Task details - Continue the article on NHS faith-based care for Muslims, starting right after its final sentence.

The NHS should provide more faith-based care for Muslims, an expert says.
Muslims are twice as likely to report poor health
Muslims are about twice as likely to report poor health and disability than the general population, says Edinburgh University's Professor Aziz Sheikh.
Writing in the British Medical Journal, he called for male circumcision on the NHS and more details over alcohol derived drugs.
But Manchester University health expert Professor Aneez Esmail said it was not possible to meet everyone's needs.
Professor Sheikh said a better picture of the health profile and experiences of British Muslims was needed to help them access services.
"The limited health data show that Muslims are about twice as likely to self report poor health and disability as the general population.
"Muslims are predominantly congregated in the inner city slums, have the lowest household income, poorest educational attainment, and highest unemployment and experience more poverty than any other faith community."
He said the first step towards collecting better data would be to record religious affiliation, not just ethnic background at primary and secondary care levels.

Material shown -
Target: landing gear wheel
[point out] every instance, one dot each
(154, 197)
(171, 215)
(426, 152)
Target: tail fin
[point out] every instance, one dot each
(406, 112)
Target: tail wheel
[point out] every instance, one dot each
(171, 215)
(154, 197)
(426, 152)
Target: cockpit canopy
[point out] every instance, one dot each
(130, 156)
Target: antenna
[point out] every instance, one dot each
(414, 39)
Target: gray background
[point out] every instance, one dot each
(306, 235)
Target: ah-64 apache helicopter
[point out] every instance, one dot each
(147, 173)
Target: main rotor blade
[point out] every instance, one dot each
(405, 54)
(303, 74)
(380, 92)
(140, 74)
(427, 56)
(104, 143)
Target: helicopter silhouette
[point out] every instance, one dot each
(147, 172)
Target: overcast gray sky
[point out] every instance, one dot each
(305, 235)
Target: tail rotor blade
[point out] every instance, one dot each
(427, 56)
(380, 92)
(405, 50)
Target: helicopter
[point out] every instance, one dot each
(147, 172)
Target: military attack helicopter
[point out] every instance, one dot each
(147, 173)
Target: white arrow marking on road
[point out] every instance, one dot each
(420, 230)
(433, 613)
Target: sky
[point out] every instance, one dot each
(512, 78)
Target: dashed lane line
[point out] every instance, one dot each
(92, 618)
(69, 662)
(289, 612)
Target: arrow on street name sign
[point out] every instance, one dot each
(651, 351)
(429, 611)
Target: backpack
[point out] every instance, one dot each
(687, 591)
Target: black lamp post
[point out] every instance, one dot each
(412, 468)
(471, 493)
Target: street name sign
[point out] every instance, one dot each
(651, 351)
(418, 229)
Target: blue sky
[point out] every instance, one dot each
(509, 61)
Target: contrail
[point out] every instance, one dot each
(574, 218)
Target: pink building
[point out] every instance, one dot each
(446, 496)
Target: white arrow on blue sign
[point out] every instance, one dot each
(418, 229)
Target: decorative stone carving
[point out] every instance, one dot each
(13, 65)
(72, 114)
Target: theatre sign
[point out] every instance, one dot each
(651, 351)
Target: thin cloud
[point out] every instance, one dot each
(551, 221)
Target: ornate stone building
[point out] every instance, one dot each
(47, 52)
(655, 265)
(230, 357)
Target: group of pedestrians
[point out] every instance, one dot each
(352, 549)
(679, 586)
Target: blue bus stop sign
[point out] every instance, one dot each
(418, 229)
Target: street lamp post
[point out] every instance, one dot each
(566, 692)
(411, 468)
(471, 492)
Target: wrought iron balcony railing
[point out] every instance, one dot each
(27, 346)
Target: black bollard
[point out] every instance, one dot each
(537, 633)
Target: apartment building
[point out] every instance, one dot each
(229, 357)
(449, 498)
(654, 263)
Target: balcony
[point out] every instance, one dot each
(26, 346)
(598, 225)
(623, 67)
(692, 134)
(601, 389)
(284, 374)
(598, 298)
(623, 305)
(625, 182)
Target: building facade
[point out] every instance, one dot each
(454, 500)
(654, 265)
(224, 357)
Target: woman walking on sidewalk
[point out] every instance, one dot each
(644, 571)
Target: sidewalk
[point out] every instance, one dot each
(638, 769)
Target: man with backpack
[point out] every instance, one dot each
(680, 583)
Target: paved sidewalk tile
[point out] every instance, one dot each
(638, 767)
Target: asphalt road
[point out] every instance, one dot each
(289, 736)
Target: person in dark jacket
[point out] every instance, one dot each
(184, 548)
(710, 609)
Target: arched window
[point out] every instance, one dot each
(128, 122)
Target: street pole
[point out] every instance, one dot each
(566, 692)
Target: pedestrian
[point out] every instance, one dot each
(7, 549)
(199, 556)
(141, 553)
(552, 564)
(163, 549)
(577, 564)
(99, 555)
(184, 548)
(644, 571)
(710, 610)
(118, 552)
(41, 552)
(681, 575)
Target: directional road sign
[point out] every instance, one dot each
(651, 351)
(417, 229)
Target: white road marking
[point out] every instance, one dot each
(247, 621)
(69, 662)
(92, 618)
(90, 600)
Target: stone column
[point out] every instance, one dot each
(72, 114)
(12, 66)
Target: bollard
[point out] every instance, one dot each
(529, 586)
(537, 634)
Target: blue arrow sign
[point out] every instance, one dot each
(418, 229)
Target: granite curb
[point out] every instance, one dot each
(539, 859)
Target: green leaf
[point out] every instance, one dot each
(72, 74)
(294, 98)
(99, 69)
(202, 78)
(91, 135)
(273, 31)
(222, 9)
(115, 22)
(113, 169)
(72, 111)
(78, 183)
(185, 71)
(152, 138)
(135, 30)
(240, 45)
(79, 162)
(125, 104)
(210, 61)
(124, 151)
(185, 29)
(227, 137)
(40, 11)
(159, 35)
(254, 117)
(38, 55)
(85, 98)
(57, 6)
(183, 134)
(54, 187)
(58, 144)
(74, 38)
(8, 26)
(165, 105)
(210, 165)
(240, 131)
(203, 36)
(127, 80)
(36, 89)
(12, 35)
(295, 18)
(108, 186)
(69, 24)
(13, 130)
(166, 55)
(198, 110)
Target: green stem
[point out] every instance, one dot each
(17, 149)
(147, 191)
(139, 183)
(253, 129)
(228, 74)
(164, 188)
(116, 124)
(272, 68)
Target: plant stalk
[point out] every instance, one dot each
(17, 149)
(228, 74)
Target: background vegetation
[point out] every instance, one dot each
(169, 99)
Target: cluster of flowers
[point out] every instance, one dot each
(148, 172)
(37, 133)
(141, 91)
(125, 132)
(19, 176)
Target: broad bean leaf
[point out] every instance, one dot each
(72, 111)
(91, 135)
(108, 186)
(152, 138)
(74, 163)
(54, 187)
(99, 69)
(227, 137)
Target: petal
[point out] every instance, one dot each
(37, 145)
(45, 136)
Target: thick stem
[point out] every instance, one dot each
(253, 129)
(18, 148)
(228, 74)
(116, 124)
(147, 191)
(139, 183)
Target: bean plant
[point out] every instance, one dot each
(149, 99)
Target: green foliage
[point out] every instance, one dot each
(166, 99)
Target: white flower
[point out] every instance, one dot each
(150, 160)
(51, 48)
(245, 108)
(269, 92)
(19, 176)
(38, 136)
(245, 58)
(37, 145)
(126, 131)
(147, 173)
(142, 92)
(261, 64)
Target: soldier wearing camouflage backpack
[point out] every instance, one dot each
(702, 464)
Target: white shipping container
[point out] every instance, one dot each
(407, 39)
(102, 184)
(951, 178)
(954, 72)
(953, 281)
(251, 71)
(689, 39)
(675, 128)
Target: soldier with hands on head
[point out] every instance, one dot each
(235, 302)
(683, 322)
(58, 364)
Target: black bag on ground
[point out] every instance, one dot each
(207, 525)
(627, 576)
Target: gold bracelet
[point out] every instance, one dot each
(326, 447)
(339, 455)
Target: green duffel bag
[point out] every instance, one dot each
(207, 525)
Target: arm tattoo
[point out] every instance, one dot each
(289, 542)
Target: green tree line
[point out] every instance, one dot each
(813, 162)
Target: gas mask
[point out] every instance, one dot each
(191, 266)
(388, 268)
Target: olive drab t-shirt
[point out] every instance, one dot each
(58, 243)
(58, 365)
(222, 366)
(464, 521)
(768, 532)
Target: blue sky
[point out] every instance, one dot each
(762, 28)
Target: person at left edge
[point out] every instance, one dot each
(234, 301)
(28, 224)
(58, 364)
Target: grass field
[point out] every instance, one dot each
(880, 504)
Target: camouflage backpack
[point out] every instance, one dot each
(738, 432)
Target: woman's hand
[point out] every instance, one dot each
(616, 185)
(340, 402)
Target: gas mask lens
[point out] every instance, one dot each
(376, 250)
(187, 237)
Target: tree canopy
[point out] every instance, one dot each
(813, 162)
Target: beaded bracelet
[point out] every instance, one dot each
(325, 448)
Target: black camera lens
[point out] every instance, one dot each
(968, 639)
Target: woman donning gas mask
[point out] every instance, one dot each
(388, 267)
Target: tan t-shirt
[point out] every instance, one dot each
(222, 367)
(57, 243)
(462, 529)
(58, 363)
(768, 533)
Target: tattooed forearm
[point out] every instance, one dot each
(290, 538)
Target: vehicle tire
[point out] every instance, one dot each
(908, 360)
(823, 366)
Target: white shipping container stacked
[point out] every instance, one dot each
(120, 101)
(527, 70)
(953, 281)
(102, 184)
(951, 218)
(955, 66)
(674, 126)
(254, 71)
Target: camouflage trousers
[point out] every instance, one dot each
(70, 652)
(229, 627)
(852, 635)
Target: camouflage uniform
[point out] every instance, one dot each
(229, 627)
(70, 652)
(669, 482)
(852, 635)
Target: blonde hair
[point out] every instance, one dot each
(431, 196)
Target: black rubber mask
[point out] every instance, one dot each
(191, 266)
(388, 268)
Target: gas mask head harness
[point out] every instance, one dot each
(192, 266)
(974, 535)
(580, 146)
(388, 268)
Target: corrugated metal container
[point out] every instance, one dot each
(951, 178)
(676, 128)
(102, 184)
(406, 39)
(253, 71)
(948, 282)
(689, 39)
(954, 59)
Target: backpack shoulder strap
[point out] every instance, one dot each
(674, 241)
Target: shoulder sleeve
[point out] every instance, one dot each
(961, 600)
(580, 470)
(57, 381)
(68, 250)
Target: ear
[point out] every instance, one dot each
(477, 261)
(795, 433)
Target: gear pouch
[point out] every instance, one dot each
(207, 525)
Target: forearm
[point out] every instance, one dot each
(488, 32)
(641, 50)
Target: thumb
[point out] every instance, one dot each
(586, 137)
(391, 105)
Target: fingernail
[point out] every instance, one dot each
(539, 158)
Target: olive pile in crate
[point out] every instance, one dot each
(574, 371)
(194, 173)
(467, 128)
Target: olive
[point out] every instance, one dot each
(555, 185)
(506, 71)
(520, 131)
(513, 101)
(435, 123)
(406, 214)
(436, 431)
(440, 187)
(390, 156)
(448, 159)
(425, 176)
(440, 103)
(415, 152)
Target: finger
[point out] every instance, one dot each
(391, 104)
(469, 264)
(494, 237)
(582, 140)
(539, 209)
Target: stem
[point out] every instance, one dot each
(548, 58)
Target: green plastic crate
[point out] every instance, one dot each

Output below -
But the NHS should also start to tailor services in a more targetted way.
"Male infant circumcision should be available throughout the NHS. Although a handful of NHS trusts provide it, most parents are forced into the poorly regulated private sector," Professor Sheikh said.
He also said hospitals needed to accommodate Muslims in other ways.
"Many Muslims, to maintain modesty, prefer to see a same sex clinician. Such choice is typically unavailable despite the higher number of women doctors in the NHS.
"Another important service is to enable Muslims to avoid porcine and alcohol derived drugs."
Professor Sheikh, from Edinburgh University's division of community health services, added Muslims should be given better access to prayer facilities and advice over how they should modify their treatment for chronic conditions during Ramadan.
But Professor Aneez Esmail, from Manchester University's school of primary care, said: "While it is reasonable we try to plan and configure our services to take account of needs that may have their roots in particular beliefs... we cannot meet everyone's demands for special services based on their religious identity. It would not be practical."
And he added that some faith groups might support practices which may be morally and ethically unacceptable to the majority - for example female circumcision and the refusal to accept blood transfusions in life saving situations.
Professor Esmail said going down the path of providing special services for defined groups risks stigmatisation and stereotyping.
"In an ideal world doctors would ask about a patient's beliefs not so that they can be categorised but because it might be important for the patient in their illness."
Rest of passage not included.